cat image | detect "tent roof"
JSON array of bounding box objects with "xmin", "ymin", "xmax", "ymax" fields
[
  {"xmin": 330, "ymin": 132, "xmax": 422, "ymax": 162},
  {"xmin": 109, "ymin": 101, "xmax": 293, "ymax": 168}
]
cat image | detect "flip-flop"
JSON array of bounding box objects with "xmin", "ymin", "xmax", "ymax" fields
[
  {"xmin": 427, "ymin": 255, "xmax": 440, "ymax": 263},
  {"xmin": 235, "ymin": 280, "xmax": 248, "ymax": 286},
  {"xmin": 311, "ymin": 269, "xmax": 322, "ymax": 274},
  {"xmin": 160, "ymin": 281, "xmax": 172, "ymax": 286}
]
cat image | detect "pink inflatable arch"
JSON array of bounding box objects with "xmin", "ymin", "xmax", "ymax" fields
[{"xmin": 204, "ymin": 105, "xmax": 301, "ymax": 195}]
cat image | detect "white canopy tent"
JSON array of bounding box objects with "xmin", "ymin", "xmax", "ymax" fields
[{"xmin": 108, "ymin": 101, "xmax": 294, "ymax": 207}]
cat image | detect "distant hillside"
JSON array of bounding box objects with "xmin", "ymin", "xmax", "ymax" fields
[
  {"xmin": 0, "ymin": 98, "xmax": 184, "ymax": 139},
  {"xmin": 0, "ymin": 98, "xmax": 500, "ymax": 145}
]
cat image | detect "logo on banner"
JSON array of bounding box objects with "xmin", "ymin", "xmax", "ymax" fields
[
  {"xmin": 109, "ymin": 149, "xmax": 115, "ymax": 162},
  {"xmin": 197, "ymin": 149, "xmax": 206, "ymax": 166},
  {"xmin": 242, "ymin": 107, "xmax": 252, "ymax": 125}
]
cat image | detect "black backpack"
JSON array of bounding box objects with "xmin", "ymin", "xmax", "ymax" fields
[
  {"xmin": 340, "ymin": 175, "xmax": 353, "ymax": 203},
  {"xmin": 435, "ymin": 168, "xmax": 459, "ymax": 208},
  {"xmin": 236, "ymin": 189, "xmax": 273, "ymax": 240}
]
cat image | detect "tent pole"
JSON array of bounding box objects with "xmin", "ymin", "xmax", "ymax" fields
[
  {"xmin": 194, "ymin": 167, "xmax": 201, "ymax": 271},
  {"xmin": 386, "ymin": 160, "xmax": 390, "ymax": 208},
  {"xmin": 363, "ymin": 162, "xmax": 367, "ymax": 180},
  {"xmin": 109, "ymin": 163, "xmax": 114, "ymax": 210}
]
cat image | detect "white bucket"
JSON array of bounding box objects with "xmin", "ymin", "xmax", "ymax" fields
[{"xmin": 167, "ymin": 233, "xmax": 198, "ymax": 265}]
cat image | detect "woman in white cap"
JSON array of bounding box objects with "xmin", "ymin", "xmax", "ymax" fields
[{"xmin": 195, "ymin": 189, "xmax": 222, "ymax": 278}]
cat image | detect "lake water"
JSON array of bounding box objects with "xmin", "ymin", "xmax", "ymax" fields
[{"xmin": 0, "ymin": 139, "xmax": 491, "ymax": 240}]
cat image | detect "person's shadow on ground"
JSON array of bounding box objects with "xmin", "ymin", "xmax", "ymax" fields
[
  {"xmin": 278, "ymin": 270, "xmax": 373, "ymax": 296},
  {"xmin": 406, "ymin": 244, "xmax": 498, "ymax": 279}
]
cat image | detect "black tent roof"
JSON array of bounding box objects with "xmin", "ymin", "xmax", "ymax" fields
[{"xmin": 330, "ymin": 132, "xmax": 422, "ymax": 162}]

● ● ● ● ●

ABOUT THIS EXERCISE — Give back all the material, with each line exactly as it stands.

ANSWER SPACE —
cat image | detect "tent roof"
JSON array of bounding box objects with "xmin", "ymin", "xmax", "ymax" fields
[
  {"xmin": 330, "ymin": 132, "xmax": 422, "ymax": 162},
  {"xmin": 109, "ymin": 101, "xmax": 293, "ymax": 168}
]
cat image | detect "flip-flop"
JSON array of bounding box objects with "xmin", "ymin", "xmax", "ymax" fields
[
  {"xmin": 427, "ymin": 255, "xmax": 440, "ymax": 263},
  {"xmin": 235, "ymin": 280, "xmax": 248, "ymax": 286},
  {"xmin": 311, "ymin": 269, "xmax": 322, "ymax": 274},
  {"xmin": 160, "ymin": 281, "xmax": 172, "ymax": 286}
]
cat image | detect "pink inflatable arch"
JSON array of bounding box objects with "xmin", "ymin", "xmax", "ymax" fields
[{"xmin": 204, "ymin": 105, "xmax": 301, "ymax": 195}]
cat image | detect "white canopy tent"
JSON array of bounding box objects with "xmin", "ymin", "xmax", "ymax" fields
[{"xmin": 108, "ymin": 101, "xmax": 294, "ymax": 207}]
cat image | detect "distant hillside"
JSON array of bounding box objects with "xmin", "ymin", "xmax", "ymax" fields
[
  {"xmin": 0, "ymin": 98, "xmax": 184, "ymax": 139},
  {"xmin": 0, "ymin": 98, "xmax": 500, "ymax": 145}
]
cat image | detect "logo on banner"
JSON array of bounding box objects with "xmin", "ymin", "xmax", "ymax" fields
[
  {"xmin": 109, "ymin": 149, "xmax": 115, "ymax": 162},
  {"xmin": 197, "ymin": 149, "xmax": 206, "ymax": 166},
  {"xmin": 242, "ymin": 107, "xmax": 252, "ymax": 125}
]
cat image | detect "black backpack"
JSON array of bounding box objects with "xmin", "ymin", "xmax", "ymax" fields
[
  {"xmin": 340, "ymin": 175, "xmax": 353, "ymax": 203},
  {"xmin": 435, "ymin": 168, "xmax": 459, "ymax": 208},
  {"xmin": 236, "ymin": 189, "xmax": 273, "ymax": 240}
]
cat image | detect "tent pole"
JSON array of bounding box objects with "xmin", "ymin", "xmax", "ymax" fields
[
  {"xmin": 194, "ymin": 167, "xmax": 201, "ymax": 271},
  {"xmin": 386, "ymin": 160, "xmax": 390, "ymax": 208},
  {"xmin": 363, "ymin": 162, "xmax": 367, "ymax": 180},
  {"xmin": 109, "ymin": 163, "xmax": 114, "ymax": 210}
]
cat image | detect "white bucket"
JSON array of bounding box objects with "xmin", "ymin", "xmax", "ymax" fields
[{"xmin": 167, "ymin": 233, "xmax": 198, "ymax": 265}]
cat image | detect "woman in white cap"
JSON array of bounding box objects with "xmin", "ymin", "xmax", "ymax" fields
[{"xmin": 195, "ymin": 189, "xmax": 222, "ymax": 278}]
cat image | detect "lake water"
JSON array of bounding box objects with "xmin", "ymin", "xmax", "ymax" fields
[{"xmin": 0, "ymin": 139, "xmax": 491, "ymax": 240}]
cat image | detect "person's shadow on ground"
JSON array of bounding box objects with "xmin", "ymin", "xmax", "ymax" fields
[
  {"xmin": 278, "ymin": 270, "xmax": 373, "ymax": 296},
  {"xmin": 406, "ymin": 244, "xmax": 498, "ymax": 279}
]
cat image | detect "black tent roof"
JSON array of bounding box objects with "xmin", "ymin", "xmax", "ymax" fields
[{"xmin": 330, "ymin": 132, "xmax": 422, "ymax": 162}]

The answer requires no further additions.